The Madrasa of Harran, was a medieval Islamic institution of higher learning in Harran (in modern-day southeastern Turkey), active from the 8th to at least the 12th century and later briefly again in the 16th century. The school was the first Islamic institution of its kind, had a liberal intellectual environment and made Harran renowned as a center of science and learning. Translation activity at the school, particularly the translations of documents from Syriac and Greek into Arabic, was historically important in regard to the transmission and preservation of classical Greek and Syriac learning.

== History ==
The Madrasa of Harran was founded by the Umayyad caliph Umar II in 717, who brought many scholars from other cities throughout the lands under his control and installed them in Harran. The school was the first Islamic institution of its kind The school had a liberal intellectual environment and studies were made of religious and intellectual traditions that would have been rejected as heretical in many other places in the world. As a result of the school, Harran reached international renown and flourished as a center of science and learning.
──────
_WORK INSTRUCTION A_
In the Madrasa of Harran text, who founded the school, and in what year?
_WORK INSTRUCTION B_
Reproduce the stretch of the Madrasa of Harran text from "The Madrasa of Harran, was" through "and Syriac learning.".
──────
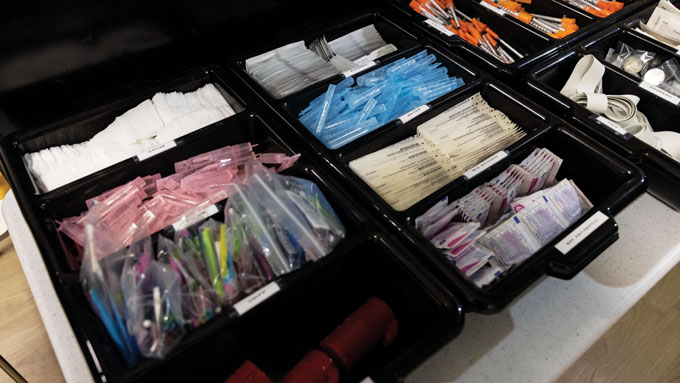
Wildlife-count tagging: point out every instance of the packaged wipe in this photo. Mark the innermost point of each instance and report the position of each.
(445, 147)
(144, 128)
(505, 221)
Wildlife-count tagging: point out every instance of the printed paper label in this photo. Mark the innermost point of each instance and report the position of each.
(660, 92)
(438, 27)
(492, 8)
(485, 164)
(376, 54)
(581, 232)
(256, 298)
(156, 150)
(195, 217)
(609, 124)
(358, 69)
(408, 116)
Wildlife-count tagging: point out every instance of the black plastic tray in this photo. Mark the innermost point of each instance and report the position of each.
(84, 126)
(535, 44)
(606, 179)
(289, 107)
(546, 81)
(390, 30)
(312, 300)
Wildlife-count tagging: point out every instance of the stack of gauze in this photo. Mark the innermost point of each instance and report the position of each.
(663, 24)
(504, 221)
(148, 125)
(346, 112)
(290, 68)
(157, 202)
(352, 50)
(444, 148)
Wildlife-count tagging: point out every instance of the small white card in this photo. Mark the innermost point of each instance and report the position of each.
(480, 167)
(254, 299)
(492, 8)
(408, 116)
(195, 217)
(358, 69)
(157, 150)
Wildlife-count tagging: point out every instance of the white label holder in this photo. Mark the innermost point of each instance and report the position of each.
(604, 121)
(670, 97)
(581, 232)
(248, 303)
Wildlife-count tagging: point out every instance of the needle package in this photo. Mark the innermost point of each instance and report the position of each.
(444, 14)
(147, 126)
(444, 148)
(555, 27)
(288, 69)
(200, 181)
(506, 220)
(147, 299)
(347, 111)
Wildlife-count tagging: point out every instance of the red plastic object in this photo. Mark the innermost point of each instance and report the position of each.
(315, 367)
(248, 373)
(370, 324)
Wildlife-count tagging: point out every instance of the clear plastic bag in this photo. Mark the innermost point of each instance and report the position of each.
(299, 208)
(248, 273)
(104, 290)
(198, 303)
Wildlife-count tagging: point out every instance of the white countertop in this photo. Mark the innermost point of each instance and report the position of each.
──────
_EXPECTED ANSWER A_
The Umayyad caliph Umar II founded it in 717.

_EXPECTED ANSWER B_
The Madrasa of Harran, was a medieval Islamic institution of higher learning in Harran (in modern-day southeastern Turkey), active from the 8th to at least the 12th century and later briefly again in the 16th century. The school was the first Islamic institution of its kind, had a liberal intellectual environment and made Harran renowned as a center of science and learning. Translation activity at the school, particularly the translations of documents from Syriac and Greek into Arabic, was historically important in regard to the transmission and preservation of classical Greek and Syriac learning.